15日未明0時過ぎと16日未明0時過ぎには南に放出がありましたが定着はしませんでした。いずれも未明の放出だったため1Fから南のいわき方面の住民で直撃を受けた人は少ないと思われます。

21日午後にはいわきや関東へ向け放出され関東圏での汚染を形作りました(定着型)。

人力のモニタリング

県や日本原子力研究開発機構(JAEA)の職員がさーべーメーターやモニタリングカーで計測したデータが残っています(下図)。

福島県職員のモニタリング
原子力研究開発機構JAEAのモニタリングカー走行サーベイ

モニタリングポストのデータ、JAEAや福島県のデータ、及び2011年12月の航空機モニタリングの結果を下の地図にまとめました。

教訓1:汚染は音もなく前触れもなくやってくる・・・今も残る汚染は爆発やベントで噴出したものではない

当時、汚染は、来ると予期したときに来ず、油断したときにやってきました。

1号機のベント指示が12日の9時に出たとき、これにより計画的な汚染があるのかと身構えましたが、ベントはなかなか実現しませんでした。もうベントはないかと思ったら14時すぎに突如ベントが成功しました。これで爆発はないと一安心した約1時間後に1号機が水素爆発しました。当然、激しい汚染が来ると思いましたが変化はありませんでした。そんな中、12日17時ごろ、今も形跡が残るような汚染が予兆も音もなく北に流れました。20時には南相馬市の県合同庁舎の職員が汚染を探知しました。

● 与えられた情報
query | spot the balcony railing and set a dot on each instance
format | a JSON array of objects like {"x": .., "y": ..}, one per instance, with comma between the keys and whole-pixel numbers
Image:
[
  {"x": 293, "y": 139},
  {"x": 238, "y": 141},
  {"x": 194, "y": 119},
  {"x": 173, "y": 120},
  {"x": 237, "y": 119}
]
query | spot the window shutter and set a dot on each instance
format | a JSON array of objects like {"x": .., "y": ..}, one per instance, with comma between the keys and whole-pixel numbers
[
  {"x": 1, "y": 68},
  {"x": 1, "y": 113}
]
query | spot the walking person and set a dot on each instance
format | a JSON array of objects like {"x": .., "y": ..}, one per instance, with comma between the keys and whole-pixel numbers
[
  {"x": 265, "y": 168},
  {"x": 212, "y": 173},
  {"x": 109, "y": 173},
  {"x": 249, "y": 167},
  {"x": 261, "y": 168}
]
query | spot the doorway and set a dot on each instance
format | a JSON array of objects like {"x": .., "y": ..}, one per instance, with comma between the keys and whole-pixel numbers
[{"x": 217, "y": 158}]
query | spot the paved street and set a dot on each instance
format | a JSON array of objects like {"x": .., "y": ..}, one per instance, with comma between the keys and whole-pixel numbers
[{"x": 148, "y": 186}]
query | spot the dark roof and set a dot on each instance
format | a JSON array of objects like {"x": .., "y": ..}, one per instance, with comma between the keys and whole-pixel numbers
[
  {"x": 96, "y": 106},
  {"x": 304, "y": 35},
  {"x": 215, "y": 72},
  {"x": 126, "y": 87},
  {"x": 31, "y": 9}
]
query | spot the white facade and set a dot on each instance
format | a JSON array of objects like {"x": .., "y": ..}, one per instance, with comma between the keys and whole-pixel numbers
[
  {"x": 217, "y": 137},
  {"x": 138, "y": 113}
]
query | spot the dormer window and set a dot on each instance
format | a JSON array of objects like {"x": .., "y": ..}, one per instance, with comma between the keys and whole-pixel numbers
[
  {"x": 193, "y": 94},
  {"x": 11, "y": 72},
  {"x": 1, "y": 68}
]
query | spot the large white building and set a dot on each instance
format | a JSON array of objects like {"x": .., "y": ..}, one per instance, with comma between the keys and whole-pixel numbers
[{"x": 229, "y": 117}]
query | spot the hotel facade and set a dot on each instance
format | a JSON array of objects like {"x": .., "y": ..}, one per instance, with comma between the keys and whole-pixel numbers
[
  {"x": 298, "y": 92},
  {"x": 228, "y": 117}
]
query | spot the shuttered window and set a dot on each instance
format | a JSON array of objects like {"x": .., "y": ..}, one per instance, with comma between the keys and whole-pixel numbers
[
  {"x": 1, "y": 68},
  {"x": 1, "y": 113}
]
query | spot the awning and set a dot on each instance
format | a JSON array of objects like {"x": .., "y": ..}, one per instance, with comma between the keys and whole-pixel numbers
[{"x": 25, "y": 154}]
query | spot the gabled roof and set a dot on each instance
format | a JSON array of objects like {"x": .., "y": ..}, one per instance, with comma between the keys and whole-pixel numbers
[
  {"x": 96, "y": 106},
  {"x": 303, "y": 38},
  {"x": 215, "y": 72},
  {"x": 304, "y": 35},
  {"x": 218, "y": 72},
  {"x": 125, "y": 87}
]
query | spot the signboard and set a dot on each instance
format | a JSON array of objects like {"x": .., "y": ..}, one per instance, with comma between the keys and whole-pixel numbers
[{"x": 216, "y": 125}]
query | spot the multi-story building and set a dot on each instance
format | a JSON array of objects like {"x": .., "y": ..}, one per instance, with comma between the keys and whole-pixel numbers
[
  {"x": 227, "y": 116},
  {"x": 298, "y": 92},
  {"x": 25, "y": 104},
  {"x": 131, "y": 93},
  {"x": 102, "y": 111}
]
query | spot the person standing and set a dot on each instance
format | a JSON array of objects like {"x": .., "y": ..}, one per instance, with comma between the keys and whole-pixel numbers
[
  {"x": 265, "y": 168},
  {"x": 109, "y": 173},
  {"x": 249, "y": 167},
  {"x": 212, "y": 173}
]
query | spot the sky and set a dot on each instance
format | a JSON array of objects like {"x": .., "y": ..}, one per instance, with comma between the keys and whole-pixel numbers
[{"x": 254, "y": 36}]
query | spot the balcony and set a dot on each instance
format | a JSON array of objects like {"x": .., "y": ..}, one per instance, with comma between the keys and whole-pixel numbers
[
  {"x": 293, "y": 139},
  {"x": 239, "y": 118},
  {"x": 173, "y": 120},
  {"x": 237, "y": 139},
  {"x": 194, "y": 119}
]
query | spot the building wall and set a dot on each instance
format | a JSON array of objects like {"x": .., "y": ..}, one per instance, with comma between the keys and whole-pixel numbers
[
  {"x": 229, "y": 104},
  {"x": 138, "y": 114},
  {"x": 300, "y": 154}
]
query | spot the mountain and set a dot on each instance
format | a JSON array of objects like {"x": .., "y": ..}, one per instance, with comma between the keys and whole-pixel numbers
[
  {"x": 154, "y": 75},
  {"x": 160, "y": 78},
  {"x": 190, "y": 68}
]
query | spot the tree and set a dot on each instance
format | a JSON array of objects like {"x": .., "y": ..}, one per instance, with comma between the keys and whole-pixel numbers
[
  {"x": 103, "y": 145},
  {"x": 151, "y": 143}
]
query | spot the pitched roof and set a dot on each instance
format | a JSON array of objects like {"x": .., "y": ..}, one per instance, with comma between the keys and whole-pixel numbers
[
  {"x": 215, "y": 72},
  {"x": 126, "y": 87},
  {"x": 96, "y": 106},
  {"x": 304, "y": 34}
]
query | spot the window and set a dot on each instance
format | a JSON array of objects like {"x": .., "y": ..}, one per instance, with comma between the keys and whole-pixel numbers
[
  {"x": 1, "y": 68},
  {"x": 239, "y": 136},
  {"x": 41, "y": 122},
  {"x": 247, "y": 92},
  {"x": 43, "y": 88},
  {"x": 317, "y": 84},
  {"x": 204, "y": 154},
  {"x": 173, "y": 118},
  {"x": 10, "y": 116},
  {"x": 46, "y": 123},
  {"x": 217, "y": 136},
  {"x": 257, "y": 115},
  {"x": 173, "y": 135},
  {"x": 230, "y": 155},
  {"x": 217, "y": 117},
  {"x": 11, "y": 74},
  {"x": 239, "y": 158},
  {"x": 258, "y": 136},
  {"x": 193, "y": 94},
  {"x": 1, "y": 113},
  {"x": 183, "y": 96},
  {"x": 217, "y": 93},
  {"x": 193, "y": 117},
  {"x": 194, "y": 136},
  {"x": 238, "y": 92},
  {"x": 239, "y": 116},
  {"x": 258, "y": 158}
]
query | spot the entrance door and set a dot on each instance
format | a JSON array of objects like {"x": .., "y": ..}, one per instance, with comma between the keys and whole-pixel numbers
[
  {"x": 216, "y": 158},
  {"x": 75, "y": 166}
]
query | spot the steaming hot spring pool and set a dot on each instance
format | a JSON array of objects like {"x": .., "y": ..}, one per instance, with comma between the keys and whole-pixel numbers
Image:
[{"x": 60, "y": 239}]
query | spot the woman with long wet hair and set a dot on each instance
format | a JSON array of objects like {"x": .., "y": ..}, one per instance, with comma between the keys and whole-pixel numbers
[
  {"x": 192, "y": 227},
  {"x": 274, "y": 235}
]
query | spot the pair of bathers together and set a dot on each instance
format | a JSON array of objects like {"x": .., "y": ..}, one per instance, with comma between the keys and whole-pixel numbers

● 取り組む課題
1 - 本文の「1号機のベント指示が」で始まる段落には、12日の時刻がいくつか出てきます。そのすべてを、その時刻に起きたことと組み合わせて挙げてください。
2 - 本文のうち、「福島県職員のモニタリング」から「の職員が汚染を探知しました。」に至るまでの部分をすべて、一字一句違えずに書き写してください。

● 課題別の解答
1 -
・9時：1号機のベント指示が出た
・14時すぎ：突如ベントが成功した
・17時ごろ：今も形跡が残るような汚染が、予兆も音もなく北に流れた
・20時：南相馬市の県合同庁舎の職員が汚染を探知した

2 -
福島県職員のモニタリング
原子力研究開発機構JAEAのモニタリングカー走行サーベイ

モニタリングポストのデータ、JAEAや福島県のデータ、及び2011年12月の航空機モニタリングの結果を下の地図にまとめました。

教訓1:汚染は音もなく前触れもなくやってくる・・・今も残る汚染は爆発やベントで噴出したものではない

当時、汚染は、来ると予期したときに来ず、油断したときにやってきました。

1号機のベント指示が12日の9時に出たとき、これにより計画的な汚染があるのかと身構えましたが、ベントはなかなか実現しませんでした。もうベントはないかと思ったら14時すぎに突如ベントが成功しました。これで爆発はないと一安心した約1時間後に1号機が水素爆発しました。当然、激しい汚染が来ると思いましたが変化はありませんでした。そんな中、12日17時ごろ、今も形跡が残るような汚染が予兆も音もなく北に流れました。20時には南相馬市の県合同庁舎の職員が汚染を探知しました。